At an age when most women resigned themselves to singleness, I got married. At 38, I was expecting the eldest of a joyous band of offspring that would redress the sad demographic profile. The blood of my pioneer ancestors, of my proud grandmothers, sang in my veins.

***


Reading

My pregnancy proceeded without problems or nausea.

Each hospital visit occurred in an ambiance as positive as the series of tests I underwent. My kind doctor assured me that all means to attenuate the biblical pain of childbirth would be at my disposal when my time should come. Warm bath, laughing gas, with the epidural as a last resort.

Breathing exercises? I asked. Not necessary, the personnel answered.

My contractions began on the morning of September 24, 1998. At first, they were discreet, almost shy, evoking a distant stomachache. After midday, they abandoned any discretion to grow in power, my stomach feeling like a pancake, doing flip-flops!

Around 3 pm, I called my mother, and described my symptoms over the phone. The intervals were less than three minutes. “Time to go!” she said.

She stormed down with my father (they were living nearby, and my husband was still at work) and off we went!



As the passenger, I remember each bump, each pot hole on the road between my quaint Mile-End lodgings and the entrance to the Ste-Justine hospital.

At last, after who-knows-how-many bumps, we turn into the hospital site.

As soon as I pass the doors, I become a patient.

An initial examination reveals that, despite the frequency of my contractions, I am not dilated enough.

The frequency decreases to one minute. My stomach had enough: I lose my lunch.

I tell myself: I am resistant. I have taken prenatal courses in the pool (but no breathing techniques, which were common in my mother’s time).


Meanwhile, the debate about the presence of midwives in hospitals continues to rage…


Ever the good student, I ask for the thingamajig that was supposed to help me crouch, in the position that had been used by women centuries before Louis XIV imposed a horizontal position because he wanted a piece of the show.

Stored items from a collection
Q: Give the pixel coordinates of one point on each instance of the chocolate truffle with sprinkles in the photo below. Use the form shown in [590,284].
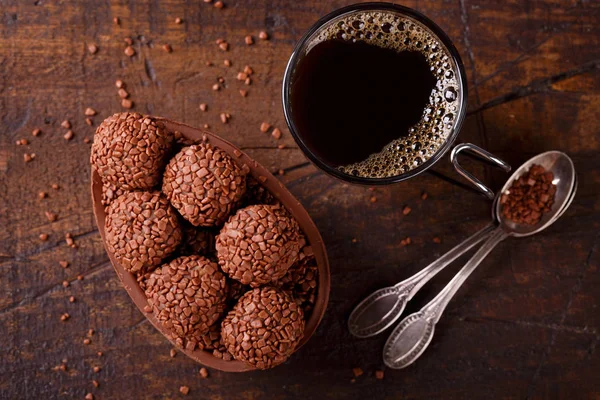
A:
[131,150]
[187,296]
[264,328]
[204,184]
[141,230]
[258,244]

Assignment 1:
On what date did the contractions begin in the childbirth account?
Assignment 2:
Please say whether each statement agrees with the childbirth account, answering yes or no and quoting the words of the account that decide it.
(a) The narrator's husband drove her to the hospital.
(b) The hospital staff said breathing exercises were not necessary.
(c) The first examination at the hospital showed the narrator was dilated enough.
Assignment 3:
Carry on the childbirth account from its last sentence.

Exercise response 1:
September 24, 1998.

Exercise response 2:
(a) No: "She stormed down with my father (they were living nearby, and my husband was still at work)"
(b) Yes: "Not necessary, the personnel answered."
(c) No: "I am not dilated enough."

Exercise response 3:
Nope. No thingamajig.

Instead, I find myself equipped with a batman-like munition belt strapped around my belly, round and flat monitors, to check the little one’s heartbeat.

I try to crouch on the floor, knees bent. The biblical pain diminishes. Oof! And the puff-puff-puff of breathing that I had learned is also helping.

Alas, the sensors belt keeps slipping off my belly, and the nurse asks me to lie down on the bed again.

I comply, groaning inward and outwardly.

***

Around supper time, my husband arrives.

I remember the light blue shirt he was wearing, his haggard face. By then the pain have affected my mood. And no warm baths are available either. Renovations to the maternity department had not been completed yet, although they were supposed to have been finished a few months earlier.

So, I manage a short ten-minute shower, with the help of my husband, sitting on the micro bench. The warm water eases the pain. However, I have to share that shower with other labouring women.

Back to the torture bed, with the very patient nurse.

A new examination by the doctor on duty reveals that, after 8 or 9 hours of painful stretching of the cervix, the opening was barely two centimeters. I need at least 9-10 for the baby to pass. So, bereft of any other recourse, I accept the intrusive, un-natural epidural.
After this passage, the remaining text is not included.